## GIVEN ENTRIES
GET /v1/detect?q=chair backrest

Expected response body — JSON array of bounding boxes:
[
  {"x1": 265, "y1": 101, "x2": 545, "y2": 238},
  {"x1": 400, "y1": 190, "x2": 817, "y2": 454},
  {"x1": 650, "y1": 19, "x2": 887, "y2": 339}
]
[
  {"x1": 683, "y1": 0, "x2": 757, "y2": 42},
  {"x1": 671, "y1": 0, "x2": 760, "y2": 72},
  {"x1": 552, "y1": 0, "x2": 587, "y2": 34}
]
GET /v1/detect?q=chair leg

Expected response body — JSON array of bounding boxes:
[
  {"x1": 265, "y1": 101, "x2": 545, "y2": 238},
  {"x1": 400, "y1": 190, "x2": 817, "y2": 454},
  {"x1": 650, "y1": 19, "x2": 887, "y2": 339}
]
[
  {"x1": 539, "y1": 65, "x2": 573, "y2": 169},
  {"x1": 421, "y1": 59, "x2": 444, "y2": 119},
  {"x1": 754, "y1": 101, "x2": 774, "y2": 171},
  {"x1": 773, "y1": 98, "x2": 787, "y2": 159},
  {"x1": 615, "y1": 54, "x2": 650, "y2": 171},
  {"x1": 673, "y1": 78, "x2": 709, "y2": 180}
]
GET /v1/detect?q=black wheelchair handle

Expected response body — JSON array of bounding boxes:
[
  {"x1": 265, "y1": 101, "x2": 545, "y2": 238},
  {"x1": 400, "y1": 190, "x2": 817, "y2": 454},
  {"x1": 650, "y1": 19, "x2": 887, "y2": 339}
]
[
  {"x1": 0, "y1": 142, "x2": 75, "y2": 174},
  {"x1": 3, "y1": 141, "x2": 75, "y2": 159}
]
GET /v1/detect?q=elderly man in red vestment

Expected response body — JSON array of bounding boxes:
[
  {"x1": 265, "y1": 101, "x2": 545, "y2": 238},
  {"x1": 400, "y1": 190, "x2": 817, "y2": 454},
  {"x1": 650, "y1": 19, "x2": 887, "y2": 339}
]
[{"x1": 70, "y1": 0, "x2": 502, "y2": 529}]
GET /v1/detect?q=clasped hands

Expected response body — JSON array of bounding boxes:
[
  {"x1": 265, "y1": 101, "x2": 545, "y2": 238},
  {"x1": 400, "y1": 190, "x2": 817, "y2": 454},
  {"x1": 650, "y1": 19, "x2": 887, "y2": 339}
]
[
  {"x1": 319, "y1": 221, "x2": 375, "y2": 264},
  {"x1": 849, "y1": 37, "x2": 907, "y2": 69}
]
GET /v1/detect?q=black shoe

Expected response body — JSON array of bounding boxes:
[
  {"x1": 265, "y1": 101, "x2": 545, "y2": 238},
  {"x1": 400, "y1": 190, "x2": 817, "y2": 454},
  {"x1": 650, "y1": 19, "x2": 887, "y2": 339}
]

## GOAL OF THE EXERCISE
Please rewrite all the rows above with every "Expected response body" changed to "Sample response body" and nothing else altered.

## FULL SOLUTION
GET /v1/detect?q=chair backrest

Sample response body — JSON array of bounding boxes:
[
  {"x1": 265, "y1": 101, "x2": 545, "y2": 238},
  {"x1": 400, "y1": 190, "x2": 817, "y2": 454},
  {"x1": 650, "y1": 19, "x2": 887, "y2": 339}
]
[
  {"x1": 683, "y1": 0, "x2": 757, "y2": 42},
  {"x1": 671, "y1": 0, "x2": 760, "y2": 72},
  {"x1": 552, "y1": 0, "x2": 587, "y2": 34}
]
GET /v1/detect?q=chair leg

Sample response body — JSON array of bounding boxes:
[
  {"x1": 265, "y1": 101, "x2": 545, "y2": 238},
  {"x1": 400, "y1": 190, "x2": 817, "y2": 454},
  {"x1": 650, "y1": 19, "x2": 887, "y2": 339}
]
[
  {"x1": 539, "y1": 65, "x2": 573, "y2": 169},
  {"x1": 421, "y1": 59, "x2": 444, "y2": 119},
  {"x1": 754, "y1": 101, "x2": 774, "y2": 171},
  {"x1": 773, "y1": 98, "x2": 787, "y2": 159},
  {"x1": 615, "y1": 54, "x2": 650, "y2": 171},
  {"x1": 673, "y1": 78, "x2": 709, "y2": 180}
]
GET /v1/detect?q=black wheelchair handle

Sample response body — JSON array of bounding boxes:
[
  {"x1": 265, "y1": 101, "x2": 545, "y2": 238},
  {"x1": 400, "y1": 190, "x2": 817, "y2": 454},
  {"x1": 650, "y1": 19, "x2": 887, "y2": 339}
]
[
  {"x1": 0, "y1": 142, "x2": 75, "y2": 174},
  {"x1": 3, "y1": 141, "x2": 75, "y2": 159}
]
GET /v1/detect?q=elderly man in red vestment

Sample response body — JSON array of bounding boxes:
[
  {"x1": 265, "y1": 101, "x2": 545, "y2": 238},
  {"x1": 400, "y1": 190, "x2": 817, "y2": 454},
  {"x1": 650, "y1": 19, "x2": 887, "y2": 339}
]
[{"x1": 70, "y1": 0, "x2": 502, "y2": 529}]
GET /v1/detect?q=clasped hands

Sample response body — JSON array of bounding boxes:
[
  {"x1": 265, "y1": 101, "x2": 545, "y2": 238},
  {"x1": 400, "y1": 190, "x2": 817, "y2": 454},
  {"x1": 650, "y1": 19, "x2": 887, "y2": 339}
]
[
  {"x1": 319, "y1": 221, "x2": 375, "y2": 264},
  {"x1": 849, "y1": 37, "x2": 907, "y2": 69}
]
GET /v1/detect?q=black shoe

Sample response body — JSON array of bounding boxes:
[
  {"x1": 265, "y1": 101, "x2": 545, "y2": 238},
  {"x1": 400, "y1": 190, "x2": 817, "y2": 454},
  {"x1": 650, "y1": 19, "x2": 887, "y2": 339}
]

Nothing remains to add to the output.